▶ _RECORDED DATA_

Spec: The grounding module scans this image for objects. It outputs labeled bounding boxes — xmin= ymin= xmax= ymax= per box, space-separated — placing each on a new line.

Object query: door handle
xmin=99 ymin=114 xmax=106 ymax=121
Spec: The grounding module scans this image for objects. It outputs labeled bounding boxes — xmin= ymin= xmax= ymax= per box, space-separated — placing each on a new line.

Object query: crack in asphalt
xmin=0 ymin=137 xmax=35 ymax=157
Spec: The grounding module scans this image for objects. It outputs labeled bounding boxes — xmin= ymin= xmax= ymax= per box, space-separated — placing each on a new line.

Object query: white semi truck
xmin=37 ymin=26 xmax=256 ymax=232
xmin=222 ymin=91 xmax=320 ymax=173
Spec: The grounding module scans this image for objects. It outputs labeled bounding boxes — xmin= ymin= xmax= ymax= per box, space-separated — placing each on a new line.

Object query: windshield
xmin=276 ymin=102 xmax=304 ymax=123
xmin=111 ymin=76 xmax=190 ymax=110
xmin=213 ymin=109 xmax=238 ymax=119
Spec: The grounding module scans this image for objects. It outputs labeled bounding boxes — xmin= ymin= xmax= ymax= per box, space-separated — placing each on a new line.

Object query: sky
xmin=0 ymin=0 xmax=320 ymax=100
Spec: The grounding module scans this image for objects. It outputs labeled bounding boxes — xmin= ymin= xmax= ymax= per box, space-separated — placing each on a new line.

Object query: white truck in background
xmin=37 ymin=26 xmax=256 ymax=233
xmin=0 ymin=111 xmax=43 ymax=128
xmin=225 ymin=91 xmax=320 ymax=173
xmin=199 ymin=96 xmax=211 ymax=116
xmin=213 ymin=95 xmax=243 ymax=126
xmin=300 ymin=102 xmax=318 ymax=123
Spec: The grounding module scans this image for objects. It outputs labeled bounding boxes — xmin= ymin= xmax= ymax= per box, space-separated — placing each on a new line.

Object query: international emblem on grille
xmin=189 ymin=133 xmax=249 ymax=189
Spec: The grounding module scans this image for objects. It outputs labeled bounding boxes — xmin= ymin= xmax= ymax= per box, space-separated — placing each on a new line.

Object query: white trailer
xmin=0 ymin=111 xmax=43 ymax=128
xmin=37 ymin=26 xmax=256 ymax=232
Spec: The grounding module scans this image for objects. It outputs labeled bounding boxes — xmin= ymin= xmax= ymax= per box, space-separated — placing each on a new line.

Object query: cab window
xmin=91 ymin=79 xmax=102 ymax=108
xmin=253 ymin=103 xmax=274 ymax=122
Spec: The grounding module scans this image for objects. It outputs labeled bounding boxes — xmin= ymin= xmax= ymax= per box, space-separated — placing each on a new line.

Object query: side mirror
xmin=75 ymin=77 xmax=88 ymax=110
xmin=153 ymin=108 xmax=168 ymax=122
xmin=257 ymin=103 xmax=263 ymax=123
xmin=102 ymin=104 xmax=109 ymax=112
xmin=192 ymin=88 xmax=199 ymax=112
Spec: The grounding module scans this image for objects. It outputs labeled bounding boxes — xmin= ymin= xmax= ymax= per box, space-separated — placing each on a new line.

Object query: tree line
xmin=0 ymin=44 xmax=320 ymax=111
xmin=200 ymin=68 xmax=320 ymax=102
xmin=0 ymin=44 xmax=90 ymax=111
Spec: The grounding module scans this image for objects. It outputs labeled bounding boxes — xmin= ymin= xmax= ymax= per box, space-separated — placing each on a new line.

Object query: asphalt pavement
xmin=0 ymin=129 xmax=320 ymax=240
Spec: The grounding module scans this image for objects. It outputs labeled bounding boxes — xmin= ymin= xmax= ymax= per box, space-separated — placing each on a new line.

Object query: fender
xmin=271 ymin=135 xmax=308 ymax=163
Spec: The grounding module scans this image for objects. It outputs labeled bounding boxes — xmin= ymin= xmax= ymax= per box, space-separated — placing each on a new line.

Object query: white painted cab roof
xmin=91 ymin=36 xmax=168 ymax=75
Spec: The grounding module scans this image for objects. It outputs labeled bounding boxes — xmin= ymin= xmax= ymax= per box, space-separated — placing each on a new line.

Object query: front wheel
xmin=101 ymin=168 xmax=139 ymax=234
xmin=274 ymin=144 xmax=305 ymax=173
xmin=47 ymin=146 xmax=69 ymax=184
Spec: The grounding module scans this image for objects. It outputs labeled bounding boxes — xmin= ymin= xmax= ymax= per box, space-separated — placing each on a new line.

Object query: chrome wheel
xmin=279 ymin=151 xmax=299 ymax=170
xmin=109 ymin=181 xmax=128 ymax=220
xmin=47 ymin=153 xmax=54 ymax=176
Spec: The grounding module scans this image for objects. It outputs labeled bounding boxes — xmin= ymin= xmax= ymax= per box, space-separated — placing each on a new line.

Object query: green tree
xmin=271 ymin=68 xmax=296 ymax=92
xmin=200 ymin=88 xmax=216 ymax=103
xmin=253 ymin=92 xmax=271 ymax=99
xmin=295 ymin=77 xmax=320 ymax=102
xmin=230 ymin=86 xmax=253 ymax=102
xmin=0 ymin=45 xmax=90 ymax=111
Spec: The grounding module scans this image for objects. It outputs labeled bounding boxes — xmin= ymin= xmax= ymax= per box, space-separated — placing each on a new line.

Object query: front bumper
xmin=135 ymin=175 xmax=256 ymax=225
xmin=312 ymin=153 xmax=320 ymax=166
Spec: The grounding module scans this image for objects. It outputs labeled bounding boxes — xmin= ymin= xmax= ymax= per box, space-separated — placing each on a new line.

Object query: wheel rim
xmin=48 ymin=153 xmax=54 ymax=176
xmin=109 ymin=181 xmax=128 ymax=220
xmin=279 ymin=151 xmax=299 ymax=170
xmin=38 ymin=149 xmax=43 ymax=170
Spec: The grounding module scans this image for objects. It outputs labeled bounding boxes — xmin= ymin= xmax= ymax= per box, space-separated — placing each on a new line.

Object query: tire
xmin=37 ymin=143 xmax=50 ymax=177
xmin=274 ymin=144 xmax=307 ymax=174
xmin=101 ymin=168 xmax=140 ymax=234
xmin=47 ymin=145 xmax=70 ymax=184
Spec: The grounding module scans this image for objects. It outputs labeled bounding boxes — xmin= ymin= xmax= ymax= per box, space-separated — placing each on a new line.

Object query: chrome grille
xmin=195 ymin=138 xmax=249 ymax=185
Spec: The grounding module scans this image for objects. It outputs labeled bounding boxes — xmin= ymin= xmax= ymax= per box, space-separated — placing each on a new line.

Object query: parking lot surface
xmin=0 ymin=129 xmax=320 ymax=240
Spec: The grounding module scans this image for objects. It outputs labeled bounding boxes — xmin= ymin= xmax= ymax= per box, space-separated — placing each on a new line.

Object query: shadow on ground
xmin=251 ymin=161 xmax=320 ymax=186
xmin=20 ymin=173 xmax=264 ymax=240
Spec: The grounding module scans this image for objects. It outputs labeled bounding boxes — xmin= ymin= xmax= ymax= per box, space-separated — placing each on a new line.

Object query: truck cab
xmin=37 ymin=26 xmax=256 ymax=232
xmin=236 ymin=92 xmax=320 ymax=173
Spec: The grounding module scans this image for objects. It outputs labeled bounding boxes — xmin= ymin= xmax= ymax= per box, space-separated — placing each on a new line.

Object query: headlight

▶ _DIRECTION_
Return each line of the rows above that contains the string "tree". The match is case-sensitive.

▶ _SOLUTION FOR THIS EXERCISE_
Object query: tree line
Object query: green tree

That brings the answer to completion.